▶ _Task requirements_
a) Decide whether each statement agrees with the bridge article, answering yes or no and quoting the deciding words: (i) The bridge replaced a cable ferry that had started operating in 1913. (ii) The bridge was orange when it first opened. (iii) More than 4,000 cars crossed the bridge on its opening day.
b) Retype the bridge article starting with "The BC Toll" and going on through "it that day.".

By: Greg Nesteroff   |   Cover Photo: Dave Heath

No visit to Nelson is complete without a photo of BOB. That’s our Big Orange Bridge, which spans the West Arm of Kootenay Lake, connecting Nelson to the North Shore.

The BC Toll Highways and Bridges Authority built it to replace an overtaxed cable ferry at the same location that began operating in 1913. Premier W.A.C. Bennett cut the ribbon on Nov. 7, 1957 and the bridge instantly become a beloved local landmark, as over 4,000 cars crossed it that day. 

Program from the Nelson bridge opening in 1957.
Program from the Nelson Bridge opening in 1957. Courtesy of Greg Nesteroff.

BOB wasn’t originally orange, though; it was silver. But in the late 1960s, local traffic engineer Jack Kelsall decided a brighter colour was needed. The details are now hazy — was it to make it more visible to airplanes or to emulate San Francisco’s Golden Gate Bridge? — but either way, it helped cement the bridge’s iconic status.

▶ _Data entries_
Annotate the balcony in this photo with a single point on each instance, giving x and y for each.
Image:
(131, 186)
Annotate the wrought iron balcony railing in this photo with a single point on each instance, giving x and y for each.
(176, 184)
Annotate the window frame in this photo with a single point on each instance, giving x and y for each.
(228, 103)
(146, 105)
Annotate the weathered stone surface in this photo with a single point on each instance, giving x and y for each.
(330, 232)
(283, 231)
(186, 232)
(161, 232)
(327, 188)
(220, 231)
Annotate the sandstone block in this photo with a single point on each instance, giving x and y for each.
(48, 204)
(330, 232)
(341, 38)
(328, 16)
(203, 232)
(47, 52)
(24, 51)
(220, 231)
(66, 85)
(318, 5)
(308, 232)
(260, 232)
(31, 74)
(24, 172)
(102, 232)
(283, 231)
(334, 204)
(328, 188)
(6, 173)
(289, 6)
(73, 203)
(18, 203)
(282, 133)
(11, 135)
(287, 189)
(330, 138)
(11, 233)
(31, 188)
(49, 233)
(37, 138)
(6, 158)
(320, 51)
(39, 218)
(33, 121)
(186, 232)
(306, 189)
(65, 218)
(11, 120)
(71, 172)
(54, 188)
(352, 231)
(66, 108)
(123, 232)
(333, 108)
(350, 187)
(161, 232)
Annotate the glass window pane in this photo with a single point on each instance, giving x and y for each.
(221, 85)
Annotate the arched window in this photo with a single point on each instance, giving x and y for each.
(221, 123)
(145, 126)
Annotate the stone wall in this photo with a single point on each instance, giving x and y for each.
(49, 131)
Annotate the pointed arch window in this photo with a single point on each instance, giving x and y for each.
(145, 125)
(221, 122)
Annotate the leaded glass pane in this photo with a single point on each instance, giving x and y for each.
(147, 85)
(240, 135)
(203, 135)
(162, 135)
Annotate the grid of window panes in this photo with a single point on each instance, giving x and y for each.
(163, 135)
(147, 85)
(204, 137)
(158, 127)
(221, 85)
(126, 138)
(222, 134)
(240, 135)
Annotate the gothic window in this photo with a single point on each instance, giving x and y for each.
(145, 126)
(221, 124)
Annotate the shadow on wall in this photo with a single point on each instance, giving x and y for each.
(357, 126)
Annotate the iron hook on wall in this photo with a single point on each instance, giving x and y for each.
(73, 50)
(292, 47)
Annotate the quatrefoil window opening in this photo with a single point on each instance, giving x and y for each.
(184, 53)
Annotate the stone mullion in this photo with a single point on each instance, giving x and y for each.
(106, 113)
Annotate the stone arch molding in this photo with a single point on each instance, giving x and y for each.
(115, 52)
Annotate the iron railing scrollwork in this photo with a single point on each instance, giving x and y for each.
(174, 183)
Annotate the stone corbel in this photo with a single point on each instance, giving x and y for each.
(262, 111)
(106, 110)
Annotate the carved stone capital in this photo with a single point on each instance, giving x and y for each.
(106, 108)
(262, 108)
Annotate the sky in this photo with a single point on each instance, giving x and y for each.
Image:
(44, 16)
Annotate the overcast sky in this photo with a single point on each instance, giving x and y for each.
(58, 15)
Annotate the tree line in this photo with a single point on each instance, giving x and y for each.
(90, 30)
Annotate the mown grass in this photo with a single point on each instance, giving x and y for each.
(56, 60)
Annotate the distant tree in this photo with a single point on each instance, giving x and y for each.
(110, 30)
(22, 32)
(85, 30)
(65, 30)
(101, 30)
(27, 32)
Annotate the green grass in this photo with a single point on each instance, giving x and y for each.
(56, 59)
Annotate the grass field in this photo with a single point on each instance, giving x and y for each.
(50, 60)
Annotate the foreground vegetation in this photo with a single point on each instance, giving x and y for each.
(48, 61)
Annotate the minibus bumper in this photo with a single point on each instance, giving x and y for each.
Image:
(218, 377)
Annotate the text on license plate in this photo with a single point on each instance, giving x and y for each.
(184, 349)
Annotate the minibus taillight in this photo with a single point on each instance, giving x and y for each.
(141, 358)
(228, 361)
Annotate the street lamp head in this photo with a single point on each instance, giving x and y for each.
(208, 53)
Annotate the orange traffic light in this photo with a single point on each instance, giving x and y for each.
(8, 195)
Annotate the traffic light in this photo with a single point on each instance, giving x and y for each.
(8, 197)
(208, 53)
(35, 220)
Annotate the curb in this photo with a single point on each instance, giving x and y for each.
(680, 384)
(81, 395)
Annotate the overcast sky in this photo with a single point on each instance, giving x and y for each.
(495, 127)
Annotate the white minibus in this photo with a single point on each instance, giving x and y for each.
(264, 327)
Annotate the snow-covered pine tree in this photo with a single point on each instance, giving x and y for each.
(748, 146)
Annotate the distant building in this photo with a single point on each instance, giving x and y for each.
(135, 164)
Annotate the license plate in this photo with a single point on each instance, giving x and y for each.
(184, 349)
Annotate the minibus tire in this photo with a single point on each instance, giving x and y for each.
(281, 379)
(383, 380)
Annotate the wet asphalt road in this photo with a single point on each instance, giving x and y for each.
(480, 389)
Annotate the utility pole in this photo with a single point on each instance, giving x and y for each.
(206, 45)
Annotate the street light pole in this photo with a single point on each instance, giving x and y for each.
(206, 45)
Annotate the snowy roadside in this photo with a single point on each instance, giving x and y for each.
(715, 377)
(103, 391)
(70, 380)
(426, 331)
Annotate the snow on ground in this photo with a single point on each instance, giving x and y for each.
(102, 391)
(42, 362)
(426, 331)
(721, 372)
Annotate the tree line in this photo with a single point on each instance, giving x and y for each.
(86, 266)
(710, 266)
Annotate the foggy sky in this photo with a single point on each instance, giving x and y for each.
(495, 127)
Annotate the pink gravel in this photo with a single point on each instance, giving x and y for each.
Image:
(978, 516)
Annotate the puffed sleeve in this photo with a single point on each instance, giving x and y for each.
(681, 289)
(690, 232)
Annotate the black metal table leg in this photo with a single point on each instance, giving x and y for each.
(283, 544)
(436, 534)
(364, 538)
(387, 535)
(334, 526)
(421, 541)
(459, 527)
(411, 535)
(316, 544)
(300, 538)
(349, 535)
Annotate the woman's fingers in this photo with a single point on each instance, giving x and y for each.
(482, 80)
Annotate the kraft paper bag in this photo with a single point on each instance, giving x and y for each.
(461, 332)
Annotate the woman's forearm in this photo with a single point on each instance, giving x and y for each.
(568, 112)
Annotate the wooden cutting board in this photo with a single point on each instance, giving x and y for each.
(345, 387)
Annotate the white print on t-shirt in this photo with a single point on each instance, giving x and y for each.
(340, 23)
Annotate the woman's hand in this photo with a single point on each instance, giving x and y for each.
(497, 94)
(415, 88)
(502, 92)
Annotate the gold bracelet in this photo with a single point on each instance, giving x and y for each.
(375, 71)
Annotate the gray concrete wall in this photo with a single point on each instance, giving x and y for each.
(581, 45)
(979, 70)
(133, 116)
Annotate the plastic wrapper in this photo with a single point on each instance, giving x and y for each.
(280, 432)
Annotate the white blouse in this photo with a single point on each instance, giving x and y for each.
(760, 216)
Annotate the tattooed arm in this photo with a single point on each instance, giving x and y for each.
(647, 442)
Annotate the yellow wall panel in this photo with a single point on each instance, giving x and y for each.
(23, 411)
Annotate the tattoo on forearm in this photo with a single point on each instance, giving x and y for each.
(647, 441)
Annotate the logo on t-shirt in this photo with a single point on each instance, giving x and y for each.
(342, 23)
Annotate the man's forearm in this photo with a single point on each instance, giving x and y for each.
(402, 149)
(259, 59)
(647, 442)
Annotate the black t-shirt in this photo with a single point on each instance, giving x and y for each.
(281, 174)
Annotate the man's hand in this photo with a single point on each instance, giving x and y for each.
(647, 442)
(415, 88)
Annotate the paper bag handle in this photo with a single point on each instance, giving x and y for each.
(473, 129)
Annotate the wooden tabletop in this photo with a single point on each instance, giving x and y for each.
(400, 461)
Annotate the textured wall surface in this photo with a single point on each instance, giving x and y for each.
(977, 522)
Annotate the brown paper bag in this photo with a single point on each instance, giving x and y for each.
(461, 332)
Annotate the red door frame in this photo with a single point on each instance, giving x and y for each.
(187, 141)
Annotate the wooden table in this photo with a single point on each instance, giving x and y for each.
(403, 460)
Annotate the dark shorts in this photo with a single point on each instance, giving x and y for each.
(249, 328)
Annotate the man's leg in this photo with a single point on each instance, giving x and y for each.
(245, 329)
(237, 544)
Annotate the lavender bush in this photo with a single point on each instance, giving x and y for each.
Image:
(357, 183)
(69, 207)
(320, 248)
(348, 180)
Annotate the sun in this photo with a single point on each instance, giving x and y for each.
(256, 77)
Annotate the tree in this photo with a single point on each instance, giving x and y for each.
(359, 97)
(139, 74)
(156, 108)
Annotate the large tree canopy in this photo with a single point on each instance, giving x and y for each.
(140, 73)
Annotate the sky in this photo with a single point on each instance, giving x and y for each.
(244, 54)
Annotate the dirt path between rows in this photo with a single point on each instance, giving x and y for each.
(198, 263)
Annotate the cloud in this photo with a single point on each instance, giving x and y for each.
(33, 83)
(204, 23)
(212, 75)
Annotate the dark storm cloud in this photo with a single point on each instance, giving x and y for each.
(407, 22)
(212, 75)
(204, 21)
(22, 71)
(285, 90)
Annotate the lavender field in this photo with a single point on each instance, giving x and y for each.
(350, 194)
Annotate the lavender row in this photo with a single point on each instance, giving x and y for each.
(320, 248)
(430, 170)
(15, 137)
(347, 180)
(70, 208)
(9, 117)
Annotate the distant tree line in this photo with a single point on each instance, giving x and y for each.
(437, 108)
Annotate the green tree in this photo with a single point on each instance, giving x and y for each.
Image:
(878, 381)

▶ _Expected answers_
a)
(i) Yes: "replace an overtaxed cable ferry at the same location that began operating in 1913"
(ii) No: "BOB wasn’t originally orange, though; it was silver."
(iii) Yes: "over 4,000 cars crossed it that day"

b)
The BC Toll Highways and Bridges Authority built it to replace an overtaxed cable ferry at the same location that began operating in 1913. Premier W.A.C. Bennett cut the ribbon on Nov. 7, 1957 and the bridge instantly become a beloved local landmark, as over 4,000 cars crossed it that day.